● To be done
Would it be possible to write out each entry below exactly, without the pictures?

● Data for this exercise
----

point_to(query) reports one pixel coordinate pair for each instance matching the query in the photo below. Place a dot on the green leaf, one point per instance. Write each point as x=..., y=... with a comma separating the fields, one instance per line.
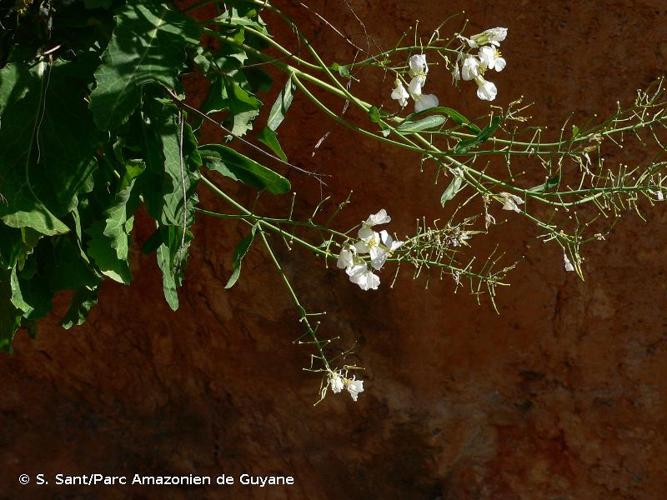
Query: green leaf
x=48, y=145
x=451, y=113
x=270, y=138
x=452, y=189
x=244, y=107
x=343, y=71
x=170, y=191
x=148, y=46
x=10, y=317
x=281, y=105
x=109, y=237
x=119, y=215
x=239, y=167
x=551, y=183
x=428, y=123
x=465, y=145
x=239, y=254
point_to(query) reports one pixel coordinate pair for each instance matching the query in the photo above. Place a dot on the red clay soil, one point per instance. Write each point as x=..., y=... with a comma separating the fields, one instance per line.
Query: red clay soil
x=563, y=395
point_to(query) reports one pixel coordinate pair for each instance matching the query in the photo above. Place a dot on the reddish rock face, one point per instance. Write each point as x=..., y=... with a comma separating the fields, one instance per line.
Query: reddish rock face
x=561, y=395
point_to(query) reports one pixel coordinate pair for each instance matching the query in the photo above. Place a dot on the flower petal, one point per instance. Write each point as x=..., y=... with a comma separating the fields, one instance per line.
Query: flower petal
x=426, y=101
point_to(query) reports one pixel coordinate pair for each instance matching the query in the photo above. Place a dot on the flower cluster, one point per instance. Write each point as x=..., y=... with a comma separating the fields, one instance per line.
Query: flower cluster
x=338, y=382
x=488, y=57
x=418, y=69
x=378, y=246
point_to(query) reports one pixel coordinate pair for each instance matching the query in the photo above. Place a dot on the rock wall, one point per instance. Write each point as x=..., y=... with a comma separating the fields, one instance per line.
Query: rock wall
x=561, y=395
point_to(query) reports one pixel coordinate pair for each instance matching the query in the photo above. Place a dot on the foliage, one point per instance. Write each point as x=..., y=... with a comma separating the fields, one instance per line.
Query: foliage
x=96, y=128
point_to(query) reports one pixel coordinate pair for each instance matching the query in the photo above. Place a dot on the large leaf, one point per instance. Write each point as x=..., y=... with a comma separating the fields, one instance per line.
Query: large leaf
x=48, y=144
x=428, y=123
x=239, y=167
x=148, y=46
x=108, y=245
x=239, y=254
x=170, y=191
x=281, y=105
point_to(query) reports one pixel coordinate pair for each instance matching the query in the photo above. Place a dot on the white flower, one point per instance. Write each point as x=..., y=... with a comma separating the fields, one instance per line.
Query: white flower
x=354, y=387
x=470, y=68
x=491, y=58
x=346, y=257
x=363, y=277
x=400, y=94
x=486, y=90
x=389, y=242
x=491, y=36
x=415, y=86
x=659, y=196
x=511, y=202
x=456, y=73
x=376, y=219
x=417, y=64
x=422, y=101
x=336, y=382
x=426, y=101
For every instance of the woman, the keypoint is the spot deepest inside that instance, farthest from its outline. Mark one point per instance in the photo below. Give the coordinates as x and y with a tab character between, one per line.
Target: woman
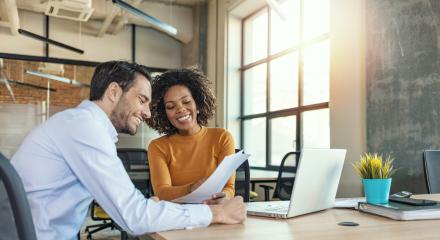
182	103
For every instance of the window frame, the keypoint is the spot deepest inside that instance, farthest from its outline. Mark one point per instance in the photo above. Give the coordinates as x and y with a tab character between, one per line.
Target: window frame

----

● Written response
point_to(query) reports one pixel coordinate pair for each instance matching the query in the photo below. Place a dot on the green leaf, one point per instance. Write each point as x=..., y=... with a comma separating the fields, one instance per line.
Query: green leaf
x=48, y=145
x=451, y=113
x=270, y=138
x=452, y=189
x=244, y=107
x=343, y=71
x=170, y=191
x=148, y=46
x=10, y=317
x=281, y=105
x=109, y=237
x=119, y=215
x=239, y=167
x=551, y=183
x=428, y=123
x=465, y=145
x=239, y=254
point_to(query) reports one pixel coordinate pair for each instance matching the query in the photo above. Place a dot on the red clay soil, one point per instance. Write each point as x=..., y=... with a comma separating the fields, one instance per line.
Query: red clay soil
x=563, y=395
point_to(query) reports one pixel coordinate pair for each instance matching the query in the photo above. Place a dot on the reddish rock face, one point per instance. Write each point as x=..., y=... with a comma separating the fields, one instance per line.
Query: reddish rock face
x=561, y=395
point_to(query) reports one pixel coordinate pair for each instance matching the query in the photo above. Place a dot on the flower petal, one point per instance. Write each point as x=..., y=... with a comma separating the fields, one instance per line.
Query: flower petal
x=426, y=101
point_to(query) reports one pixel coordinate pair for each instance matching the query in the photo above. Place a dot on the flower cluster, one point per instance. Write each point as x=..., y=... with a comma separating the fields, one instance per line.
Query: flower cluster
x=338, y=382
x=488, y=57
x=418, y=69
x=378, y=246
point_to(query) reports one pixel coordinate pair for each instance matching the query in the photo above. Place a dot on the rock wall, one point per instance. Write each point as x=..., y=... with a comma separating the fields, one instance per line.
Query: rock wall
x=561, y=395
point_to(query) reports one pixel coordinate pair for each instance matching the query in the photo above. Place a dot on the foliage, one point per instance. Write each point as x=..., y=... with a comma separating the fields, one instance per line.
Query: foliage
x=96, y=128
point_to(query) reports one pixel coordinate pair for each instance matching the query in the photo above. Place a dot on the large leaf, one point per instance. Write each point as x=..., y=... with a comma separating the fields, one instance per line.
Query: large leaf
x=48, y=144
x=428, y=123
x=239, y=167
x=148, y=46
x=108, y=245
x=239, y=254
x=170, y=191
x=281, y=105
point_to(query) reports one pixel coordinate pair for each instance matching the query in the photo above. Place a dot on the white flower, one point per instance. Write each point as x=..., y=... with a comma separating the fields, one instance per line.
Query: white flower
x=354, y=387
x=470, y=68
x=491, y=58
x=346, y=257
x=363, y=277
x=400, y=94
x=486, y=90
x=389, y=242
x=491, y=36
x=415, y=86
x=659, y=196
x=511, y=202
x=456, y=73
x=376, y=219
x=417, y=64
x=422, y=101
x=336, y=382
x=426, y=101
For every instance of the woman, the keypoint is the spot deepest inside that instance, farthest from its outline. Mark one point per instance in the photo below. Give the coordinates as x and y with a tab character between, one per line.
Target: woman
182	103
For every instance of the window frame, the keypoint is the spot deepest inside that instance, farthest from its outline. Mark one point per instance in the photo above. Give the coordinates as x and y with a tab character between, one per line.
Target: window frame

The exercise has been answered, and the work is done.